◆ Exercise data
######

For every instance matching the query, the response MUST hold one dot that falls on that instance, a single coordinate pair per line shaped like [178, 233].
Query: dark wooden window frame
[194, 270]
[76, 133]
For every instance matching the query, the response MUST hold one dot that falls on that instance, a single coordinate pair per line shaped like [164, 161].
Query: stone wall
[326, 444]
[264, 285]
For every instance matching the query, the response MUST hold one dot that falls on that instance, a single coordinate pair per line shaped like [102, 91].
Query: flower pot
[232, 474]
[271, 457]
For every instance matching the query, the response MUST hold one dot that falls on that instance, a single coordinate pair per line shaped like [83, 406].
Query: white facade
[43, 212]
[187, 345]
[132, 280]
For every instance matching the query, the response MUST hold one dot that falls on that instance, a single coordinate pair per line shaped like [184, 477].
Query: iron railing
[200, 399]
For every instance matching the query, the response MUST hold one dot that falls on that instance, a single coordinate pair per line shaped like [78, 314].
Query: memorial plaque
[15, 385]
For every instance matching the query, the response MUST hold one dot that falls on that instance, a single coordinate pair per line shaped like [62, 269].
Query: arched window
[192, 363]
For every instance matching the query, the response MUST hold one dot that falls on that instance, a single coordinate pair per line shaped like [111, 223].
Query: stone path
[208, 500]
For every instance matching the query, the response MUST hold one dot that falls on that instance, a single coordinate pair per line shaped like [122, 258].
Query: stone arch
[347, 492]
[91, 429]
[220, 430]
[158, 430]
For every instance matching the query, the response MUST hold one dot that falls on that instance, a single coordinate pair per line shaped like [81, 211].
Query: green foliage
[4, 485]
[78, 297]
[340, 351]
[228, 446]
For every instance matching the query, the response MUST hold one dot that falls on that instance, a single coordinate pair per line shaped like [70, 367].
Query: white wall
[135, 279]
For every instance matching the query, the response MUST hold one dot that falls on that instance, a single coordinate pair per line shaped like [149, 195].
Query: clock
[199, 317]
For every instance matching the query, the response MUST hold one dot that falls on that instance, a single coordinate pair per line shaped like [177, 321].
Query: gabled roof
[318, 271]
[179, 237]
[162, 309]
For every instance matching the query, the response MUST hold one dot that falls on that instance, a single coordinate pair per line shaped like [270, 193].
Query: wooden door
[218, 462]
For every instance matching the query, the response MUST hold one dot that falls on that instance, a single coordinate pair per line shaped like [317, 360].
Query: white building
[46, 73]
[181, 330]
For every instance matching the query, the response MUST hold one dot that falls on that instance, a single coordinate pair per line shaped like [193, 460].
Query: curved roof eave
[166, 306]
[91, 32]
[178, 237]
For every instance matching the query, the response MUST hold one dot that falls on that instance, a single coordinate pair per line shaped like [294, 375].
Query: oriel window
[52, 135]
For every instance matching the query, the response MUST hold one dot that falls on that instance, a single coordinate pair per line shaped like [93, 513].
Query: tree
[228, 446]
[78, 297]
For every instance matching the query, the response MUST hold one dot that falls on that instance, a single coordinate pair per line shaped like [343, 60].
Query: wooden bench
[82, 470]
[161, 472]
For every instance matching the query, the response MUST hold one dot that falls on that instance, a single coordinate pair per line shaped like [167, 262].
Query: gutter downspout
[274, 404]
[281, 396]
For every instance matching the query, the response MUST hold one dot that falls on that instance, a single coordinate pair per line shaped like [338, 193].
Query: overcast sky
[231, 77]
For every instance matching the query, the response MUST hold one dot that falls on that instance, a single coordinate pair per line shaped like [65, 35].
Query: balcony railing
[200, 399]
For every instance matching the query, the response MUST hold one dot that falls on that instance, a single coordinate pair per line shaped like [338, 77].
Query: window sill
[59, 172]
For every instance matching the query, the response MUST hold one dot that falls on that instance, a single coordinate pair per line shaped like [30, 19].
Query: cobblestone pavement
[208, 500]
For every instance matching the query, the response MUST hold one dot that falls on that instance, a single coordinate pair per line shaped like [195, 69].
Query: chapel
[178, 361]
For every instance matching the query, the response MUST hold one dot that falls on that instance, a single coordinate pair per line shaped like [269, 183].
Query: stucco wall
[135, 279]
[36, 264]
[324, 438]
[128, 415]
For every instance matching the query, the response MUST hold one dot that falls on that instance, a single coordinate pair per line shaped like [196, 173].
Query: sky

######

Rewrite all the entries above, replacing every "dot" with "point" and leaving everything else unchanged.

For every instance matching the query, the response MUST hold one point that falls on that instance, a single coordinate pair per line shaped like [178, 233].
Query: dark wooden window frame
[194, 270]
[76, 133]
For every instance matching the query, the response MUST hold one point that falls on that instance, a single coordinate pair per line shaped like [164, 161].
Query: stone wall
[326, 444]
[264, 285]
For every instance matching the query, the response MUST hold one point that falls on that instance, a single coordinate pair per line shaped like [102, 91].
Query: flower pot
[232, 474]
[271, 457]
For every instance matching the query, the response MUST hold one point that falls on that instance, a single coordinate pair per line shaped like [83, 406].
Query: white facade
[43, 212]
[187, 345]
[132, 280]
For every instance matching the query, the response MUST hold one point that falls on that instance, a single coordinate pair per line shaped like [184, 477].
Query: iron railing
[200, 399]
For every instance matching the query, the response MUST hold one point that falls on that instance, a single coordinate pair per line shaped like [78, 314].
Query: memorial plaque
[15, 385]
For every instance matching the query, the response MUST hold one point that falls on that instance, a single coordinate pair per line shaped like [62, 269].
Query: arched window
[192, 363]
For every instance matching the query, the response MUST hold one point that falls on that instance, a single coordinate pair per line shaped like [111, 223].
Query: stone path
[208, 500]
For every instance matching the query, the response MUST hold one point that falls on that instance, a single coordinate pair per line shaped like [122, 258].
Query: stone arch
[347, 492]
[91, 429]
[220, 430]
[158, 430]
For every instance matching the query, the response MUST hold one point that falls on that instance, a single coordinate pair per line shaped like [81, 211].
Query: green foliage
[4, 485]
[78, 297]
[340, 351]
[228, 446]
For every instance matching the query, the response MUST hold one point that falls on that instance, a single coordinate pair per line shaped like [70, 367].
Query: white wall
[135, 279]
For every instance matching the query, the response MUST hold one point that falls on that instance, a single coordinate pair per line shaped like [149, 195].
Query: clock
[199, 317]
For every instance matching the query, the response MUST hold one point that falls on that instance, a single coordinate pair per line shaped like [177, 321].
Query: gabled roof
[318, 271]
[179, 237]
[162, 309]
For every instance matching the query, the response MUST hold one point that falls on that instance, a single coordinate pair per line shaped like [270, 193].
Query: wooden door
[218, 462]
For every instance matching the query, the response MUST hold one point that falls on that instance, a single coordinate pair per line shaped like [317, 360].
Query: white building
[46, 73]
[181, 330]
For every instance matching the query, the response MUST hold one point that falls on that instance, a single coordinate pair per line shaped like [193, 460].
Query: curved roof eave
[166, 306]
[91, 32]
[178, 237]
For every instance matching the query, the response MUST hold one point that falls on that instance, a single coordinate pair per line shaped like [294, 375].
Query: oriel window
[52, 135]
For every instance matching the query, the response MUST hold one point that falls on that instance, a single coordinate pair per line shaped like [93, 513].
Query: tree
[228, 446]
[78, 297]
For every instance matching the query, the response MUST hold one point that falls on that instance, a single coordinate pair per line shaped like [343, 60].
Query: wooden bench
[82, 470]
[161, 472]
For every instance matching the query, the response MUST hold one point that falls on that instance, a single coordinate pair per line shaped like [167, 262].
Query: gutter downspout
[274, 404]
[281, 396]
For every instance matching the query, the response MUST hold one point that falls on that instance, a single coordinate pair per line shaped like [338, 193].
Query: overcast sky
[231, 77]
For every instance matching the query, the response MUST hold one point that falls on that instance, a single coordinate pair per line shaped like [65, 35].
Query: balcony railing
[200, 399]
For every instance matching the query, the response MUST hold one point that falls on that instance, a single coordinate pair per line shaped like [338, 77].
Query: window sill
[59, 172]
For every instance matching the query, the response MUST hold one point that falls on that instance, a single coordinate pair per line shaped like [30, 19].
Query: cobblestone pavement
[208, 500]
For every instance matching the query, the response MUST hold one point that falls on that instance, a single coordinate pair per line shaped like [195, 69].
Query: chapel
[178, 361]
For every instance matching the query, the response MUST hold one point that falls on that instance, a single coordinate pair per line shaped like [269, 183].
Query: stucco wall
[135, 279]
[36, 264]
[324, 438]
[128, 415]
For every instance matching the query, the response MUST hold one point that falls on that instance, a single coordinate pair per line shaped like [196, 173].
Query: sky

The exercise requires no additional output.